# EXTRACT PROVIDED

Wednesday, June 6, 2012

Zuni Cafe

 
 
 
 
 
 
 
 
Anyone who has been to Zuni Cafe need read no further. I, like almost everyone else, thinks it has earned its well deserved reputation for excellent food and great service. Even with a long wait for their roasted chicken, the staff knows how to keep their customers well satisfied. I've recently decided to collect cookbooks of my favorite San Francisco dining establishments and Zuni is on the list.
 
 
 

Like any San Francisco restaurant worth its salt, especially those specializing in comfort foods, Zuni provides guests with sour dough bread. The crumb is chewy and the sour quality is subtle. Coupled with sweet creamery butter, it makes for a good first impression. I might add that none goes to waste, as you'll see later.
 
The  croutons  for the Zuni Caesar  salad are made from their sour dough bread (that didn't take long) and are memorable enough to have encouraged me to make some of my own at home. I live with a Caesar salad aficionado, so I've tasted scores of them. Zuni rates high on the list. Their dressing is excellent and as an interesting note, the addition of egg is discussed table side as you place your order. Yes, please, add the egg. The plating is also high on the list because of the whole leaves being used. It seems so much fresher tasting when the leaves are not cut or torn in advance, waiting in some corner of the kitchen to be ordered.
 
What a nice way Zuni has with pasta. This was a first, semolina and ricotta gnocchi. I don't think the Italians even thought of this one, but Zuni did and they were light as a feather; the classic Italian test for excellent gnocchi. The baby carrots were tender and their delicate flavor was not overpowered by the very light handed  cream sauce. I look forward to trying more of their pasta if this dish was any indication of their ability to improvise.
 
Zuni has a very nice system for serving raw oysters. You are allowed to order them by the variety, mix and match and since they are priced by the piece, your order may be as small as a single oyster. This was my best opportunity for discovering which oyster I might prefer,  and it wasn't wasted. I tried a Point Reyes, Marin Miyagi, and Humbolt Kumamoto and the Kumamoto won out. All were delicious and I have to thank Zuni for this learning experience.

(Region labeling records)

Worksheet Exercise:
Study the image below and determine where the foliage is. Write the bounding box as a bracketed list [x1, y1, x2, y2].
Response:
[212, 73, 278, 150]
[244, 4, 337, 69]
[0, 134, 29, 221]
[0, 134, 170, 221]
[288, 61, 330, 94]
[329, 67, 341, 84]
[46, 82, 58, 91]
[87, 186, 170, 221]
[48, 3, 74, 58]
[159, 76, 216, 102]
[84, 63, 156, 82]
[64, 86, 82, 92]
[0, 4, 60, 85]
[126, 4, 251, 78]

# GOALS
[a] Return all of the region labeling rows word for word.
[b] Extend the Zuni Cafe review, beginning after its final sentence.
The Zuni Cafe review and the region labeling rows have no connection to each other.

# ANSWERS FOR THE EXERCISE
[a]
Worksheet Exercise:
Study the image below and determine where the foliage is. Write the bounding box as a bracketed list [x1, y1, x2, y2].
Response:
[212, 73, 278, 150]
[244, 4, 337, 69]
[0, 134, 29, 221]
[0, 134, 170, 221]
[288, 61, 330, 94]
[329, 67, 341, 84]
[46, 82, 58, 91]
[87, 186, 170, 221]
[48, 3, 74, 58]
[159, 76, 216, 102]
[84, 63, 156, 82]
[64, 86, 82, 92]
[0, 4, 60, 85]
[126, 4, 251, 78]

[b]
If a quick lunch is all you need, you might consider a burger and fries. The French couldn't make a better fry than Zuni does. The pickled onion and cucumber on the burger were excellent condiments, and ripe tomatoes always make a burger better, but there was one flaw. The focaccia fell apart because of the juices from these additions, as well as the burger itself. That did not keep us from eating every bit of the burger, but it was messy.

About that chicken, there were so many raves and articles written about it, I needed to discover its taste for myself. Saving the best for last is appropriate in this particular instance, and it came as a pleasant surprise, having not ordered restaurant cooked chicken for many years. Juicy, tender, succulent, bursting with flavor, all come to mind. It was also perfectly seasoned with a hint of smoke from the wood fired oven. What really stood out was the salad, the warm bread salad, made with, yes, their sourdough bread. 
Besides the spicy notes from the red Mizuna leaves, the salad was laced with pine nuts and small red, dried currants for added notes of flavor. Considering there were so few ingredients in this relatively simple dish, with all those flavors layered one upon another, it had more complexity than one might imagine. A quick Google search found a recipe that indicated the dressing was made with olive oil and champagne vinegar, while the currants were plumped with red wine vinegar. Sliced scallions completed the ingredient list. Delicious!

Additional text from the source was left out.